- Recorded data:

○ ○ ○ ○

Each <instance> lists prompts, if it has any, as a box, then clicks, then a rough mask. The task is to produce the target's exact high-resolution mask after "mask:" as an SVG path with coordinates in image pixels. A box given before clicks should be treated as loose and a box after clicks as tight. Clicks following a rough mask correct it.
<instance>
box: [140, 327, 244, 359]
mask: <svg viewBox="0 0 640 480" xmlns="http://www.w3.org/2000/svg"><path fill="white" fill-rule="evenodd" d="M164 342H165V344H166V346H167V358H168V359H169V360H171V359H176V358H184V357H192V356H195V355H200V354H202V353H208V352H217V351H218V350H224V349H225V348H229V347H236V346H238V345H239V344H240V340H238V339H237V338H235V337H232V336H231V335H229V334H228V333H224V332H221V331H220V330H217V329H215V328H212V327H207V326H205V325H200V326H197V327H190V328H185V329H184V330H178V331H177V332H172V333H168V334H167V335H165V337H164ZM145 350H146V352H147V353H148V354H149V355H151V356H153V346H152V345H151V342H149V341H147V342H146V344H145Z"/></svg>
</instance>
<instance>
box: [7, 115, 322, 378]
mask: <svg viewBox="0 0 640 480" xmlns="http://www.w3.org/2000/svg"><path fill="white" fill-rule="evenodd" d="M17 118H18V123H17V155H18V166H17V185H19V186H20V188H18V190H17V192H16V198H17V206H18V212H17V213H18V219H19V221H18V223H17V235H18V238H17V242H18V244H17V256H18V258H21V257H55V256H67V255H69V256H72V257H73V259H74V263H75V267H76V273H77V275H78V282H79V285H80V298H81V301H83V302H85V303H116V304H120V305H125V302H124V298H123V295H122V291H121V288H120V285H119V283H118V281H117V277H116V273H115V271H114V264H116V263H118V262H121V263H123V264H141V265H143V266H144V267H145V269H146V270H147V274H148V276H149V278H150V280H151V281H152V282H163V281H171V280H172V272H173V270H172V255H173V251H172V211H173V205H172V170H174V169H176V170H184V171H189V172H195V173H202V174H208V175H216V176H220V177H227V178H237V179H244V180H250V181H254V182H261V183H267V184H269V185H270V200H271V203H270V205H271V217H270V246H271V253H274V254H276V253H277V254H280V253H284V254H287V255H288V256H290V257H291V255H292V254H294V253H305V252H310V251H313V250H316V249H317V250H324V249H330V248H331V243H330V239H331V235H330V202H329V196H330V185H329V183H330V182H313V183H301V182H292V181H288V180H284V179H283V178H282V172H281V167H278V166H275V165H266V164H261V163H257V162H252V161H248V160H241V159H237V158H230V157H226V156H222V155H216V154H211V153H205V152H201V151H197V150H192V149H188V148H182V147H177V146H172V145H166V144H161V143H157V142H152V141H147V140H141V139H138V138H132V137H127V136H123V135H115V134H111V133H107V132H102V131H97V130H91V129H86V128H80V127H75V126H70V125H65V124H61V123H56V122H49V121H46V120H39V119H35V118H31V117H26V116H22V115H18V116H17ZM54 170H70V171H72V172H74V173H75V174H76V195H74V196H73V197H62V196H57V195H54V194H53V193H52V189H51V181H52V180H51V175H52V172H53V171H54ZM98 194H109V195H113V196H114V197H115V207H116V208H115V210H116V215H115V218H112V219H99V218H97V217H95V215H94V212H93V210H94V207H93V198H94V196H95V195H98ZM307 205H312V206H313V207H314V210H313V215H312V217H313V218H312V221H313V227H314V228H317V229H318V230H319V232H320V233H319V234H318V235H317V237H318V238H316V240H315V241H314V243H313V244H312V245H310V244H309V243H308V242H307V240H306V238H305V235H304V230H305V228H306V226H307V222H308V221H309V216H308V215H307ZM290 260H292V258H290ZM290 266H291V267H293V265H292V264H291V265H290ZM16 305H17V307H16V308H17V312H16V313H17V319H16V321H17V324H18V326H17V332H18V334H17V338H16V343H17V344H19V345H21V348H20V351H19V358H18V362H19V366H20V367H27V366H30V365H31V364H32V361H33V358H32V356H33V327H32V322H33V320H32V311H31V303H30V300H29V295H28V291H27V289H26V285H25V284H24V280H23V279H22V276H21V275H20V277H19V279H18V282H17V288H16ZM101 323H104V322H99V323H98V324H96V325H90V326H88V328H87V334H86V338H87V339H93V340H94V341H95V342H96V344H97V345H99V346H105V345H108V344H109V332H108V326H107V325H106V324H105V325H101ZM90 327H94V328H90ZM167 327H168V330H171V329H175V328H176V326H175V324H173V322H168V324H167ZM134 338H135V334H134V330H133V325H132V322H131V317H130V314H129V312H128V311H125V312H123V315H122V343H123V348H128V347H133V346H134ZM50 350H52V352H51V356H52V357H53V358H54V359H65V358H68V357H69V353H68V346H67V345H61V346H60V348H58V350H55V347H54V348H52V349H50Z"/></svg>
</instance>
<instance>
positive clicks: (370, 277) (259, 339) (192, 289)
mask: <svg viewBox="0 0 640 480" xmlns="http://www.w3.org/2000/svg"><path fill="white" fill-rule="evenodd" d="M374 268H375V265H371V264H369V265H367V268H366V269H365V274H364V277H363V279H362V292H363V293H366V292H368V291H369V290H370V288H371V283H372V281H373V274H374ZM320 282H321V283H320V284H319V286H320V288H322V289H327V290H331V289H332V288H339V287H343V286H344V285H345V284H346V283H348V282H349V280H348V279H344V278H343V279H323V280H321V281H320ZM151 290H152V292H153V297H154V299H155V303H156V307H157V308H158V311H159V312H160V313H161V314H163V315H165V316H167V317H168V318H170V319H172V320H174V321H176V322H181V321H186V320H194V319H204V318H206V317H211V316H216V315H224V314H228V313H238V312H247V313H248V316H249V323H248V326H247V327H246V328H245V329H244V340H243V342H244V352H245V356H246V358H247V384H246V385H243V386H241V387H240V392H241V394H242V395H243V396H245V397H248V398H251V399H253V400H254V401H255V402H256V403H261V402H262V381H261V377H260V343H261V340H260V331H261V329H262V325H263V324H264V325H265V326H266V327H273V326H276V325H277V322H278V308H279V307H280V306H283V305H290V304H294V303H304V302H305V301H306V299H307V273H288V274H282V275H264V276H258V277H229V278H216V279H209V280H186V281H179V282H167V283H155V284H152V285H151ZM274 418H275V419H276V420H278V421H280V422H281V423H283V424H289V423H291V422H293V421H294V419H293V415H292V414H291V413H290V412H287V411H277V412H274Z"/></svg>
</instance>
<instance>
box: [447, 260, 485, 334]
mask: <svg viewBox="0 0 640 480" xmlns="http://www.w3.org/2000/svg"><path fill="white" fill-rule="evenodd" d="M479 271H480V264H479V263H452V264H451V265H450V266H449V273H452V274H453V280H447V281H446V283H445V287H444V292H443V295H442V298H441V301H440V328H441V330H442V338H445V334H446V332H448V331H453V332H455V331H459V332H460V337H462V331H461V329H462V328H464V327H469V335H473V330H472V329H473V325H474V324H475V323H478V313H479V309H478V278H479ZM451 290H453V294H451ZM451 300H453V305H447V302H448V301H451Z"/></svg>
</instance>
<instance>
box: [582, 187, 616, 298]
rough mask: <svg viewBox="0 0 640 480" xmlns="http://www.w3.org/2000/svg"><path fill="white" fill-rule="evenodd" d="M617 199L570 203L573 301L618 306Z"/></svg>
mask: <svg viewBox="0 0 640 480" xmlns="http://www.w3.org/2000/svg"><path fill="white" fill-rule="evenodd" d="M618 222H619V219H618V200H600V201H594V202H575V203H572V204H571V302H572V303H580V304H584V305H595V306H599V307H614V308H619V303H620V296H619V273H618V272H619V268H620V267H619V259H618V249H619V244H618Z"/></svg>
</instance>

○ ○ ○ ○

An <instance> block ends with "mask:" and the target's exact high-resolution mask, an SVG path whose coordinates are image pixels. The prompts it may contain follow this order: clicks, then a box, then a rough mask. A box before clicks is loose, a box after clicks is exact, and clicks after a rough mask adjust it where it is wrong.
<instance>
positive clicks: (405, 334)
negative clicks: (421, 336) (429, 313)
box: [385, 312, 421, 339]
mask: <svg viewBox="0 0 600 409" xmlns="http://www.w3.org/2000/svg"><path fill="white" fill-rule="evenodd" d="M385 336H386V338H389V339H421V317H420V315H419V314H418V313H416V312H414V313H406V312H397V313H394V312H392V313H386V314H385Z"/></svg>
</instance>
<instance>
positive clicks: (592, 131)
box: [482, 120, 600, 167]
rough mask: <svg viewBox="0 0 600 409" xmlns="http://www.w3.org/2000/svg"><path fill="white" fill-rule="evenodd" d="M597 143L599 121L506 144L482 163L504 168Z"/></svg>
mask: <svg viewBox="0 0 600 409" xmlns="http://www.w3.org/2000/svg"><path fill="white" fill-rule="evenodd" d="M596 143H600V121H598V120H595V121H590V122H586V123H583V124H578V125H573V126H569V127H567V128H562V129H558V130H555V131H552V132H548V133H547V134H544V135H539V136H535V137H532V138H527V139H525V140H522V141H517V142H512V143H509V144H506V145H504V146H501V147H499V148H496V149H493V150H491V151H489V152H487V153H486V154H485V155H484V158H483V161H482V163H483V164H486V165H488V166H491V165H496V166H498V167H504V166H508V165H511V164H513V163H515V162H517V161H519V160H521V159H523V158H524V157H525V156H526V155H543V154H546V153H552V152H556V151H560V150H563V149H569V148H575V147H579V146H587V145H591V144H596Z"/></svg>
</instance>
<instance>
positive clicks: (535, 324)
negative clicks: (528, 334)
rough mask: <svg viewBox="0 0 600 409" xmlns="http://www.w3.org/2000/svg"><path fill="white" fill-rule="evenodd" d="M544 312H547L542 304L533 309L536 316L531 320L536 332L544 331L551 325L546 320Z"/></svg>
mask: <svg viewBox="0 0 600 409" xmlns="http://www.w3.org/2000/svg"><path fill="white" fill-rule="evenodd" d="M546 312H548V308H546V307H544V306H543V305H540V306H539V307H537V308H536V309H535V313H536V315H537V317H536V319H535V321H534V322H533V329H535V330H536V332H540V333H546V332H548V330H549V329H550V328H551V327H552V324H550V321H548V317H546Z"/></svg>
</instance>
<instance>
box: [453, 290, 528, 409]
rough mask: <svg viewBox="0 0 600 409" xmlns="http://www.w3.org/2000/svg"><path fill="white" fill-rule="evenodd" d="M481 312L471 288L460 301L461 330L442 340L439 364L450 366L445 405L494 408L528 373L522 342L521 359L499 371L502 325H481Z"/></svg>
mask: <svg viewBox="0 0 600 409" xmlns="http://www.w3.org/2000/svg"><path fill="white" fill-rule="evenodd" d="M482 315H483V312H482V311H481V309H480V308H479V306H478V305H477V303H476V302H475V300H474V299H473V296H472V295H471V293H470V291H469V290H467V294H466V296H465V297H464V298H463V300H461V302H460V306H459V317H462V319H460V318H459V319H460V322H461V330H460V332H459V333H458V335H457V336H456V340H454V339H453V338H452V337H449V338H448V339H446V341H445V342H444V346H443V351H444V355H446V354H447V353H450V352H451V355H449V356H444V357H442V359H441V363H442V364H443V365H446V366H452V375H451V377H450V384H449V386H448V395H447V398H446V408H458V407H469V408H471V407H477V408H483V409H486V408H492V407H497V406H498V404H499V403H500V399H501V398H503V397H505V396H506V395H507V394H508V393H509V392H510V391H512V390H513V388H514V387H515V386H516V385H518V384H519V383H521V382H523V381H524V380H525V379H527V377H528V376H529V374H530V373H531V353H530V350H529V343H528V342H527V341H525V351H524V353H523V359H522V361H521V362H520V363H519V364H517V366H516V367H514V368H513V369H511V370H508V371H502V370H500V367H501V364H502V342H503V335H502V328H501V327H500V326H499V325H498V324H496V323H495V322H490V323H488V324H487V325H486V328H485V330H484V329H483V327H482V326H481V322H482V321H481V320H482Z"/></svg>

○ ○ ○ ○

- YOUR OBJECTIVE:
Render everything from the line containing "Each <instance> lists" down to the line containing "box: [140, 327, 244, 359]" as a JSON list of strings, one string per line and no blank lines.

- RESULT OF THIS TASK:
[
  "Each <instance> lists prompts, if it has any, as a box, then clicks, then a rough mask. The task is to produce the target's exact high-resolution mask after \"mask:\" as an SVG path with coordinates in image pixels. A box given before clicks should be treated as loose and a box after clicks as tight. Clicks following a rough mask correct it.",
  "<instance>",
  "box: [140, 327, 244, 359]"
]